**Given records:**

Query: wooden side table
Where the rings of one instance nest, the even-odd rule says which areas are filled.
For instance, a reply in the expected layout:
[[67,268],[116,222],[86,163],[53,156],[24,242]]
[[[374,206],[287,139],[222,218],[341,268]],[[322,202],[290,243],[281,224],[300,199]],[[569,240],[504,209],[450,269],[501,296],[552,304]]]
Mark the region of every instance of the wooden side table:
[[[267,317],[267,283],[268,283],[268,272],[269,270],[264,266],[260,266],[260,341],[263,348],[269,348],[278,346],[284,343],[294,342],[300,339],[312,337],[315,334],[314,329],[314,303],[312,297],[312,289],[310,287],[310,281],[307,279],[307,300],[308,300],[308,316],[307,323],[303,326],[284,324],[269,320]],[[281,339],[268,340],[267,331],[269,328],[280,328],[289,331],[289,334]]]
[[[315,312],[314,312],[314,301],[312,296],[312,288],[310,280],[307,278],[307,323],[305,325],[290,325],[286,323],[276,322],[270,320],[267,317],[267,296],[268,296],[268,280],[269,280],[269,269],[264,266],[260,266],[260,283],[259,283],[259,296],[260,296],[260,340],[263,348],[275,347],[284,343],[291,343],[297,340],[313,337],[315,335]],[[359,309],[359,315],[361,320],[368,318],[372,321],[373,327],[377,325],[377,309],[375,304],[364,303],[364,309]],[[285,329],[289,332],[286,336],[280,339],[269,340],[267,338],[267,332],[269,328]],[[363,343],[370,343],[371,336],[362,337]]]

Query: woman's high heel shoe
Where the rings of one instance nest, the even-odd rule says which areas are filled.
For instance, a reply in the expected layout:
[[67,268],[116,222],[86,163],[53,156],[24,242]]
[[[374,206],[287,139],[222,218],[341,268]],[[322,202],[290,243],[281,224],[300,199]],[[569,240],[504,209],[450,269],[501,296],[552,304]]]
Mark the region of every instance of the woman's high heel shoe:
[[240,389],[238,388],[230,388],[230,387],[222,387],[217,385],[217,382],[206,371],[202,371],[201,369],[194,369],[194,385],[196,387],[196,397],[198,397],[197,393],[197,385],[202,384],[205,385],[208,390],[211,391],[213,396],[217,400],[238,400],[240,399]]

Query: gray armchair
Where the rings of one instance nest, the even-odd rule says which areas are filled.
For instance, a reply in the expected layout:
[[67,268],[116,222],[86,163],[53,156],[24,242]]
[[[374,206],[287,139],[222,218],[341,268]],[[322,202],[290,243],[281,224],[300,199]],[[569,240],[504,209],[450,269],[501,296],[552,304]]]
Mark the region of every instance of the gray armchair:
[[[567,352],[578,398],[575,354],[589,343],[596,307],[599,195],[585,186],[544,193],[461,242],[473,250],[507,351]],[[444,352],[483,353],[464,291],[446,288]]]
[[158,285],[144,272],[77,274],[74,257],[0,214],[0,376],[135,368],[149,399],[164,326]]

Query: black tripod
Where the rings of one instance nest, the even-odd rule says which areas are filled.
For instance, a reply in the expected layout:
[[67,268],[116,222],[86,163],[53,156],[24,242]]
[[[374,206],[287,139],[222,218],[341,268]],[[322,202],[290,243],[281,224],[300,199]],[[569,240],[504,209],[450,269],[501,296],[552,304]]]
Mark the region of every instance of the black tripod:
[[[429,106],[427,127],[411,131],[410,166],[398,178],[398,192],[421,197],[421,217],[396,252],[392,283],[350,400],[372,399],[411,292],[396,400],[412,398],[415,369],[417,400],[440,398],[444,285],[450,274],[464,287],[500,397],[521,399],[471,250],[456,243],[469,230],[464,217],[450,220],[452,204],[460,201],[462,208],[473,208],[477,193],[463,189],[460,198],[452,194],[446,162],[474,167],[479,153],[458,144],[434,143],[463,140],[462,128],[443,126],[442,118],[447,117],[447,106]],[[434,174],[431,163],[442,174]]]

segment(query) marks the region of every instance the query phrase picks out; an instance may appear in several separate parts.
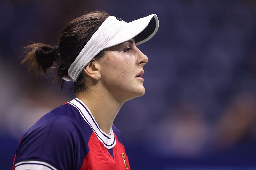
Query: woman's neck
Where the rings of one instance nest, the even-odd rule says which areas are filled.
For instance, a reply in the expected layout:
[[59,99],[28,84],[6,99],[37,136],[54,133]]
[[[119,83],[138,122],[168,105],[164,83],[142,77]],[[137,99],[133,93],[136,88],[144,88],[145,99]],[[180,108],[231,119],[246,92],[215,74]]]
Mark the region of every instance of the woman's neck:
[[89,108],[101,130],[108,134],[123,103],[100,90],[81,92],[77,97]]

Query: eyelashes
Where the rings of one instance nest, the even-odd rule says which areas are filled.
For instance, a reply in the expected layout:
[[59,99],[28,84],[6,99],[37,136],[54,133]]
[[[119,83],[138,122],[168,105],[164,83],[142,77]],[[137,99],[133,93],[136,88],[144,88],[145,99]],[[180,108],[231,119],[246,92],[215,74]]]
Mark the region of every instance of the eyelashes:
[[125,53],[128,53],[130,52],[132,49],[132,47],[128,48],[124,50],[124,52]]

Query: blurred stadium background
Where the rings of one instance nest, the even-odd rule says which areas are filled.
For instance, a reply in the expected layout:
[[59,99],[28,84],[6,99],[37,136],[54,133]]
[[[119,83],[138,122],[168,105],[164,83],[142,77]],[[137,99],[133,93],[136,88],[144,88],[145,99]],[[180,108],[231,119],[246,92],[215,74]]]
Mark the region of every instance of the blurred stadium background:
[[145,95],[114,123],[132,169],[256,168],[256,1],[0,1],[0,162],[11,169],[24,132],[74,97],[70,85],[37,79],[19,64],[33,41],[57,45],[62,28],[102,9],[130,22],[152,13],[158,32],[138,46],[149,58]]

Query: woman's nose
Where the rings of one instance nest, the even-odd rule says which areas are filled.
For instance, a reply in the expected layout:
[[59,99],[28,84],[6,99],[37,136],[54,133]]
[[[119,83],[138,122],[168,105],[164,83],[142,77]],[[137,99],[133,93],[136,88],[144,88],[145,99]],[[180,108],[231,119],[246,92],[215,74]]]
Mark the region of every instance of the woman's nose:
[[142,52],[140,51],[139,64],[142,66],[145,65],[148,61],[148,59]]

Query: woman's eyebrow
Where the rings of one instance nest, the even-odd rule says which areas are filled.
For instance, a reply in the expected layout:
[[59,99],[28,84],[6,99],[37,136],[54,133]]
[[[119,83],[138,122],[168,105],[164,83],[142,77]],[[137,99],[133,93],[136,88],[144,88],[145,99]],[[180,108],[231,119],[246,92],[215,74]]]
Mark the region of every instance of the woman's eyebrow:
[[121,44],[119,44],[118,45],[119,46],[121,44],[123,44],[124,43],[125,43],[125,42],[128,42],[129,43],[131,43],[131,44],[133,44],[134,43],[134,41],[133,41],[132,39],[131,39],[131,40],[129,40],[128,41],[126,41],[125,42],[124,42],[123,43],[121,43]]

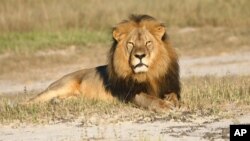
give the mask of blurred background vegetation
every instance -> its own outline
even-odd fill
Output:
[[[0,0],[0,52],[108,43],[111,27],[132,13],[170,29],[250,27],[249,0]]]

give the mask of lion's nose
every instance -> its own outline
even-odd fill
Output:
[[[136,53],[135,55],[134,55],[136,58],[138,58],[138,59],[142,59],[142,58],[144,58],[144,57],[146,57],[146,54],[145,53]]]

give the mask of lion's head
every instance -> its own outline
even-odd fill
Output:
[[[148,15],[132,15],[116,25],[109,58],[112,75],[138,82],[163,77],[171,61],[177,61],[166,37],[165,26]]]

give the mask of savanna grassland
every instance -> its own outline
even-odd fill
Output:
[[[82,115],[89,121],[96,114],[112,123],[141,117],[186,121],[192,115],[230,118],[249,111],[250,72],[182,77],[182,108],[176,114],[86,99],[18,104],[45,86],[34,91],[22,88],[11,95],[1,92],[11,90],[13,81],[52,81],[65,74],[66,66],[99,64],[111,44],[112,27],[131,13],[162,20],[172,45],[184,58],[249,52],[249,7],[249,0],[0,0],[0,84],[4,84],[0,123],[72,121]]]

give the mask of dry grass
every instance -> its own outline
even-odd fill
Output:
[[[83,116],[84,124],[93,117],[103,117],[103,122],[121,122],[146,120],[187,120],[186,116],[222,115],[234,116],[249,109],[250,77],[227,76],[215,78],[193,77],[183,81],[182,108],[179,112],[157,114],[135,108],[131,104],[120,102],[91,101],[86,99],[67,100],[59,103],[34,105],[16,105],[25,97],[2,97],[0,102],[0,122],[58,122],[71,121]],[[14,103],[14,104],[13,104]],[[187,113],[189,115],[187,115]],[[181,115],[181,116],[180,116]],[[97,121],[94,121],[97,122]]]

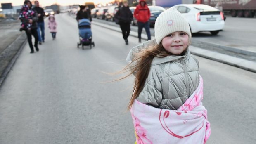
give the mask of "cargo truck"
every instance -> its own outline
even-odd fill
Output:
[[[224,13],[233,17],[252,17],[256,13],[256,0],[197,0],[196,3],[214,7],[218,2]]]

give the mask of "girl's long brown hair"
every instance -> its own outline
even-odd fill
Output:
[[[164,49],[161,43],[159,45],[149,46],[149,48],[143,50],[136,54],[135,59],[123,69],[123,71],[129,70],[130,72],[120,79],[125,78],[133,73],[135,76],[132,97],[127,106],[128,109],[131,108],[133,102],[143,89],[153,59],[155,57],[164,57],[171,54]]]

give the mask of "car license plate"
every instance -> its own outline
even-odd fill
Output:
[[[216,18],[215,17],[206,18],[207,21],[216,21]]]

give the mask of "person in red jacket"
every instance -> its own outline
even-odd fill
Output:
[[[150,11],[145,0],[140,0],[139,4],[136,6],[133,15],[137,21],[139,42],[141,42],[141,32],[143,28],[145,28],[147,33],[147,40],[150,40],[151,36],[149,30],[149,22],[150,18]]]

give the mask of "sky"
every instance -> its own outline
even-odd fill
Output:
[[[38,0],[41,6],[50,5],[53,3],[58,3],[61,5],[73,5],[73,4],[84,4],[85,2],[93,2],[94,4],[105,4],[111,1],[111,0]],[[24,0],[0,0],[0,3],[12,3],[12,6],[21,5]],[[31,0],[32,1],[32,0]]]

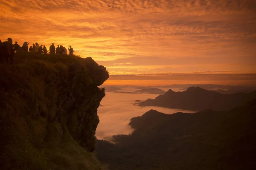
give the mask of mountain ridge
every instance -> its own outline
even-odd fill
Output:
[[[182,92],[175,92],[169,90],[165,94],[157,96],[154,99],[148,99],[141,102],[139,105],[194,110],[227,110],[256,98],[256,91],[248,94],[239,92],[224,94],[199,87],[192,87]]]

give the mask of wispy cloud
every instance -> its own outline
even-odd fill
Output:
[[[254,0],[2,0],[0,8],[2,41],[72,45],[112,73],[256,65]]]

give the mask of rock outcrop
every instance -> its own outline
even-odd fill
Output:
[[[90,153],[106,68],[91,57],[15,55],[23,62],[0,65],[0,169],[102,169]]]

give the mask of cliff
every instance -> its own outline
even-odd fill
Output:
[[[256,99],[227,111],[133,118],[132,134],[98,140],[95,150],[112,170],[255,170]]]
[[[0,65],[0,169],[103,169],[91,152],[106,68],[67,55],[15,60]]]

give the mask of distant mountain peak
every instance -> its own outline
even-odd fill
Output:
[[[198,92],[198,91],[209,91],[207,90],[204,89],[199,87],[189,87],[186,90],[188,92]]]
[[[166,93],[172,93],[172,92],[174,92],[174,91],[173,91],[172,89],[169,89],[169,90],[168,91],[167,91],[167,92],[166,92]]]

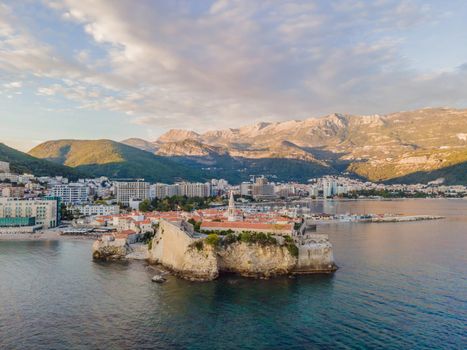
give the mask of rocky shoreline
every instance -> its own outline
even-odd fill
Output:
[[[268,237],[269,241],[263,242],[230,237],[229,243],[226,238],[211,242],[207,237],[192,236],[184,229],[185,224],[162,221],[149,245],[128,244],[120,239],[97,240],[93,258],[147,260],[189,281],[212,281],[226,273],[268,279],[337,270],[327,235],[308,235],[298,246],[290,237]]]

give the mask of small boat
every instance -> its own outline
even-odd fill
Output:
[[[156,282],[156,283],[164,283],[164,282],[167,281],[167,279],[166,279],[164,276],[162,276],[162,275],[155,275],[155,276],[151,279],[151,281]]]

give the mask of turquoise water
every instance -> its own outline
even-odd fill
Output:
[[[90,242],[0,242],[1,349],[465,349],[467,201],[315,203],[446,215],[339,224],[332,276],[150,282]]]

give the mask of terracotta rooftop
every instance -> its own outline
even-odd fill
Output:
[[[292,230],[293,224],[265,224],[265,223],[257,223],[257,222],[245,222],[245,221],[238,221],[238,222],[216,222],[216,221],[203,221],[201,224],[201,229],[203,228],[219,228],[219,229],[257,229],[257,230],[271,230],[271,231],[279,231],[279,230]]]

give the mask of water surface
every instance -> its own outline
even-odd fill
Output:
[[[332,276],[150,282],[82,241],[0,242],[1,349],[465,349],[467,201],[315,202],[445,215],[332,224]]]

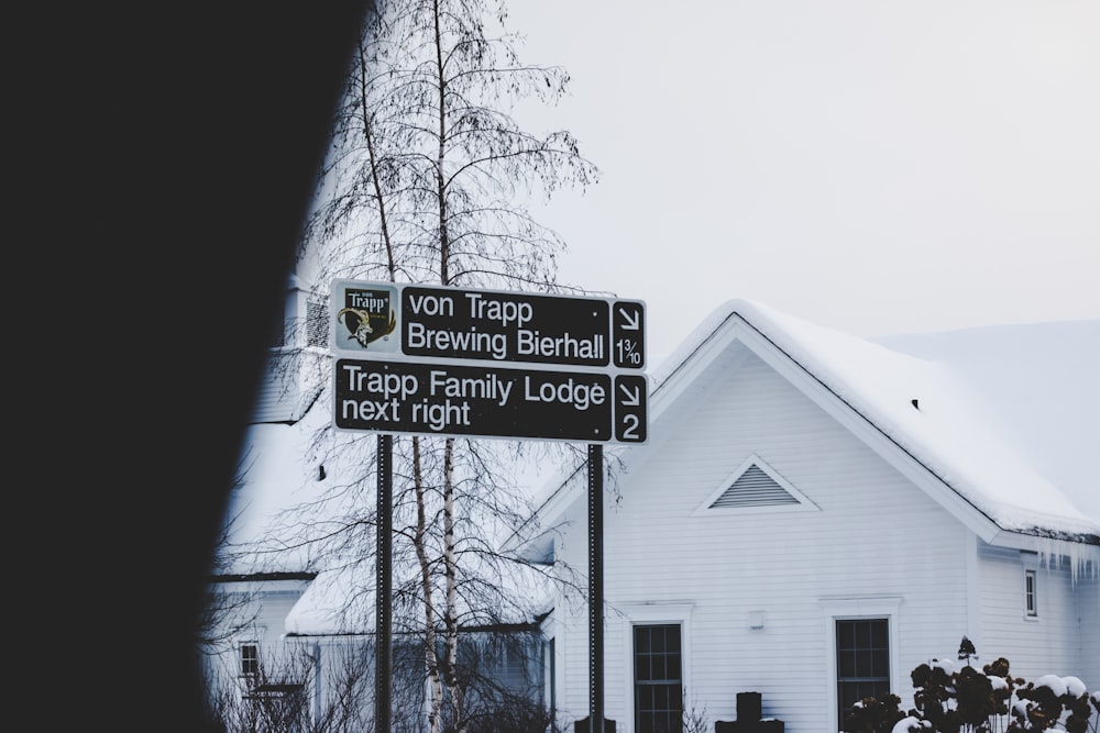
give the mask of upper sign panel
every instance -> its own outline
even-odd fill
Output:
[[[646,366],[638,300],[336,280],[330,334],[360,358]]]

**Required task:**
Reproduce every line from the one containing "give the mask of water surface" down through the last of the rows above, leaving out the pictures.

**Reply to the exercise:**
give the mask of water surface
every instance -> its own outline
even-odd fill
Output:
[[[332,276],[150,282],[82,241],[0,242],[1,349],[465,349],[467,201],[315,202],[445,215],[332,224]]]

give the mask of upper sign panel
every instance -> its own outline
even-odd fill
Output:
[[[646,366],[638,300],[336,280],[330,334],[360,358]]]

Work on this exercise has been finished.